**WORK TO BE COMPLETED:**
Your answer should be only the lines below from the one with "Query: turquoise pond" to the one with "Can you find the green foliage?", repeated exactly, ends included.

** DATA FOR PROCESSING follows **

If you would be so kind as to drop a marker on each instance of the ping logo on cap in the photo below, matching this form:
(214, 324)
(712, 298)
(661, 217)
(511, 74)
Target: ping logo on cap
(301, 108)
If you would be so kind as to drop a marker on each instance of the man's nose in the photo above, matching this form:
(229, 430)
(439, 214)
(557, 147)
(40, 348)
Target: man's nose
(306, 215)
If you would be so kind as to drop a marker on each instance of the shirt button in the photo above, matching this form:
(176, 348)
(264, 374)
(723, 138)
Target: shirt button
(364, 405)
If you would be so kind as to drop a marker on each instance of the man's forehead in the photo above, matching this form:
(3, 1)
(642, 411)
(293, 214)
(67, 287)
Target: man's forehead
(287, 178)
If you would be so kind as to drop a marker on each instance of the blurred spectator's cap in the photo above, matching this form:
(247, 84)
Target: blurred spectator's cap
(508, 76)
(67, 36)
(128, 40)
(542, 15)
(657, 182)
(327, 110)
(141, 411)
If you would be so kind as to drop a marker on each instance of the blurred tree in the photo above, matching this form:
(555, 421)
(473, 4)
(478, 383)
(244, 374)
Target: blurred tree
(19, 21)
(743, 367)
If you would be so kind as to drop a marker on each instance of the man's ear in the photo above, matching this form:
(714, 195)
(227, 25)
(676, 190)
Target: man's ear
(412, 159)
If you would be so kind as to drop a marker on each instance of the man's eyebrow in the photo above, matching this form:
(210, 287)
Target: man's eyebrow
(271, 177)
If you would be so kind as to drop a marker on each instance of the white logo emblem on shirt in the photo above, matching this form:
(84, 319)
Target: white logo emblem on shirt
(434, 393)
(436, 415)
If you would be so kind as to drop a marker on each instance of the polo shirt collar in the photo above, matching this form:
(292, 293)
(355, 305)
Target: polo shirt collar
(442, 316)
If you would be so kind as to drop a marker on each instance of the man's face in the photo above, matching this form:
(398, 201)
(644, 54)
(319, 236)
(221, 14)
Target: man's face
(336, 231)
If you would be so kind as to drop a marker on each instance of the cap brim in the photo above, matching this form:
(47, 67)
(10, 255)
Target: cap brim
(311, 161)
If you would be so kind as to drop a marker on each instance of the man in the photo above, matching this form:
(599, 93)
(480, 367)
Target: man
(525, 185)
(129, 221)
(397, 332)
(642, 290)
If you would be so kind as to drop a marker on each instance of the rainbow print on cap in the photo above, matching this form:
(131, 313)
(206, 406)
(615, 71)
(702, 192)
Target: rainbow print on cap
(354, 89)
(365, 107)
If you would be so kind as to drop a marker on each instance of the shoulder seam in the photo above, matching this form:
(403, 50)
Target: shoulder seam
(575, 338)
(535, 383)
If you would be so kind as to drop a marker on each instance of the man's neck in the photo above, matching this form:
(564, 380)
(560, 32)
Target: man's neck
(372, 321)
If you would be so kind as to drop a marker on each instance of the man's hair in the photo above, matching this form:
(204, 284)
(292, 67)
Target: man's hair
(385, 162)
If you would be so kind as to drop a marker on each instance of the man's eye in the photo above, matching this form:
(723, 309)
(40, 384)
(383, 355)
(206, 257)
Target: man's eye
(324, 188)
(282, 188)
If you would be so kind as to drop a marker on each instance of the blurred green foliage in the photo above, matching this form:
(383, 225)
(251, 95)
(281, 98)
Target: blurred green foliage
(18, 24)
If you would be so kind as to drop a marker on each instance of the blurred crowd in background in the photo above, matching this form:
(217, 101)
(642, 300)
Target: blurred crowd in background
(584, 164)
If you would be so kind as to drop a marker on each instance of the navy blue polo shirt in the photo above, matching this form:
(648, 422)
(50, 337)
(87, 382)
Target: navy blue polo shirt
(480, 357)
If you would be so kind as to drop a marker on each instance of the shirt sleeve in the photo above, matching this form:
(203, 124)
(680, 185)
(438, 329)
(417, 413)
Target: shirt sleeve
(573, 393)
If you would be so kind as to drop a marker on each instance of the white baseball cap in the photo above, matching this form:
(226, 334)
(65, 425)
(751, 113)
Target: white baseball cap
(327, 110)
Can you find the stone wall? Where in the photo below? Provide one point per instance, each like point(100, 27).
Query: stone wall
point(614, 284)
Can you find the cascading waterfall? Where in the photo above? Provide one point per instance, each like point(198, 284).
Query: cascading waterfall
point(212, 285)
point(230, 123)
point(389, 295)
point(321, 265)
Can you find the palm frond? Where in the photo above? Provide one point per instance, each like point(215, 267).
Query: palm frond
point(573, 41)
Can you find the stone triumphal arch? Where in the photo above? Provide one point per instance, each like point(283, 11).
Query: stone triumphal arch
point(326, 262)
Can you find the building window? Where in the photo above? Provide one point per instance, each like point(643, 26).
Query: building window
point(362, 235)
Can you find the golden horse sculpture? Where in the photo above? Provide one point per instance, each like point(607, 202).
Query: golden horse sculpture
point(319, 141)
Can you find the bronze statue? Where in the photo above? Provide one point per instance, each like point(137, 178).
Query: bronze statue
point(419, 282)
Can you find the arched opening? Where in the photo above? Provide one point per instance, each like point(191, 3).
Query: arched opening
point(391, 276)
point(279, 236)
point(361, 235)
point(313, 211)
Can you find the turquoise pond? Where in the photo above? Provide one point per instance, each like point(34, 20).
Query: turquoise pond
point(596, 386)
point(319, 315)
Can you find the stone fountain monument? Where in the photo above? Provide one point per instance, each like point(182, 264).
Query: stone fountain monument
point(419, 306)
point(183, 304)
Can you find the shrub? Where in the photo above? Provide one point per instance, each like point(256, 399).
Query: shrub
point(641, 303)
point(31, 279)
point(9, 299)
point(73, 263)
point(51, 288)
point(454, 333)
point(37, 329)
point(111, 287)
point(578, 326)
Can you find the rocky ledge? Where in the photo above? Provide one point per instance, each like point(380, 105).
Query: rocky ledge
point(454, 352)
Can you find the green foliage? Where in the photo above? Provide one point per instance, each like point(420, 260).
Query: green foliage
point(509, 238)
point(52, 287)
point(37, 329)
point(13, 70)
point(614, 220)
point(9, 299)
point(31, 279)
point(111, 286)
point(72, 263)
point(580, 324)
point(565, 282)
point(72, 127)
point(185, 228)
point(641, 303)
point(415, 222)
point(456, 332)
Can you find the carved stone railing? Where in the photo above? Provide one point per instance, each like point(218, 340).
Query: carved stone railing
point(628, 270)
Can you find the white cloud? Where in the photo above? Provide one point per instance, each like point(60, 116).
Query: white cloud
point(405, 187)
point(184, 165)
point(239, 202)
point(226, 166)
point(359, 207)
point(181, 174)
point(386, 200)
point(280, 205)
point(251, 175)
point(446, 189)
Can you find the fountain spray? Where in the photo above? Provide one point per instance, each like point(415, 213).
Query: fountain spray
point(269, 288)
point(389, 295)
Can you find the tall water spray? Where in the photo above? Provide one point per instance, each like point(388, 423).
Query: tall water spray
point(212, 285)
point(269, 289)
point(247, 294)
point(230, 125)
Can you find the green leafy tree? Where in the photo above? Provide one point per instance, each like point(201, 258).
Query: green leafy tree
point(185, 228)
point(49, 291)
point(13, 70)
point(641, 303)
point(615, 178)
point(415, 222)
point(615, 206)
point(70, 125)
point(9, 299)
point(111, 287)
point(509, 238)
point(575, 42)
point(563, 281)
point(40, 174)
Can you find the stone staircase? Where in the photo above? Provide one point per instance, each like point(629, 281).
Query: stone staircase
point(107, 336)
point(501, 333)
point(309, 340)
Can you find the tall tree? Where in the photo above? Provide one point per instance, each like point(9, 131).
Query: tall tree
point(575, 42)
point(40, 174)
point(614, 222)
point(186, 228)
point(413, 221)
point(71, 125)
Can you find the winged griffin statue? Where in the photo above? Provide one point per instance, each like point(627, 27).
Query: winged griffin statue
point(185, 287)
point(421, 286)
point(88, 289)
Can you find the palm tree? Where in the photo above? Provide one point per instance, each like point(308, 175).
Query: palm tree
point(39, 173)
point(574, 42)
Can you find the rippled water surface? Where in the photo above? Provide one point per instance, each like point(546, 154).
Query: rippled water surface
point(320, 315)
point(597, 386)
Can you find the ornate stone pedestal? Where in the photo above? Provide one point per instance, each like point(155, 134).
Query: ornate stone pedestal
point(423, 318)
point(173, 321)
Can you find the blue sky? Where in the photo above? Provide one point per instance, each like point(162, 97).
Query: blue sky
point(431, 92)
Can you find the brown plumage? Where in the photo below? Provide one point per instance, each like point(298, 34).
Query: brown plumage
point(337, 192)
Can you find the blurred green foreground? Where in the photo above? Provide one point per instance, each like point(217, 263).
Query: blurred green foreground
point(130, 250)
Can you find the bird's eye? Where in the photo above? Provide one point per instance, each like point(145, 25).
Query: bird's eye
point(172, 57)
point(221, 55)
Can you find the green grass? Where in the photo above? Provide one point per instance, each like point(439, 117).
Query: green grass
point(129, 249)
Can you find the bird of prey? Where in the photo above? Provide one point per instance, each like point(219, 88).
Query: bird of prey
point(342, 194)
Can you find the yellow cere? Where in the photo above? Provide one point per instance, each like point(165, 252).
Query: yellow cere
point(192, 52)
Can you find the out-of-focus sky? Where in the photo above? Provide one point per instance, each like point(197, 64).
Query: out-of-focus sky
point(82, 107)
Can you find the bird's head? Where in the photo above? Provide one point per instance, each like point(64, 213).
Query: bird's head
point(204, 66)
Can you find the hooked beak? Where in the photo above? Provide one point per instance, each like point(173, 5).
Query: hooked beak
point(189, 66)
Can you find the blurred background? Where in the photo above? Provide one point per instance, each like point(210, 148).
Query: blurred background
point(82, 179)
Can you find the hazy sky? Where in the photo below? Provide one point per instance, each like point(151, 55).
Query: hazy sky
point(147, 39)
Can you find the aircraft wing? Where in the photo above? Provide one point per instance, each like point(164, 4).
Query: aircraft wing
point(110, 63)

** End of DATA FOR PROCESSING **

**EXERCISE RESPONSE:**
Query: turquoise pond
point(596, 386)
point(319, 315)
Can you find the stone fountain monument? Where in the photo above? Provide one point per instance, each like point(182, 264).
Query: stone fountain monument
point(419, 306)
point(183, 304)
Can you find the shrub? Where in the photo above? Provide one point per instance, each like point(256, 399).
Query: shrub
point(641, 303)
point(31, 279)
point(9, 299)
point(73, 263)
point(51, 288)
point(454, 333)
point(37, 329)
point(111, 287)
point(578, 326)
Can you find the rocky ledge? Where in the photo above? Provide one point per instance, each like point(380, 105).
Query: rocky ledge
point(454, 352)
Can you find the green foliage? Where in the photo above? Provide one point per instance, each like point(420, 260).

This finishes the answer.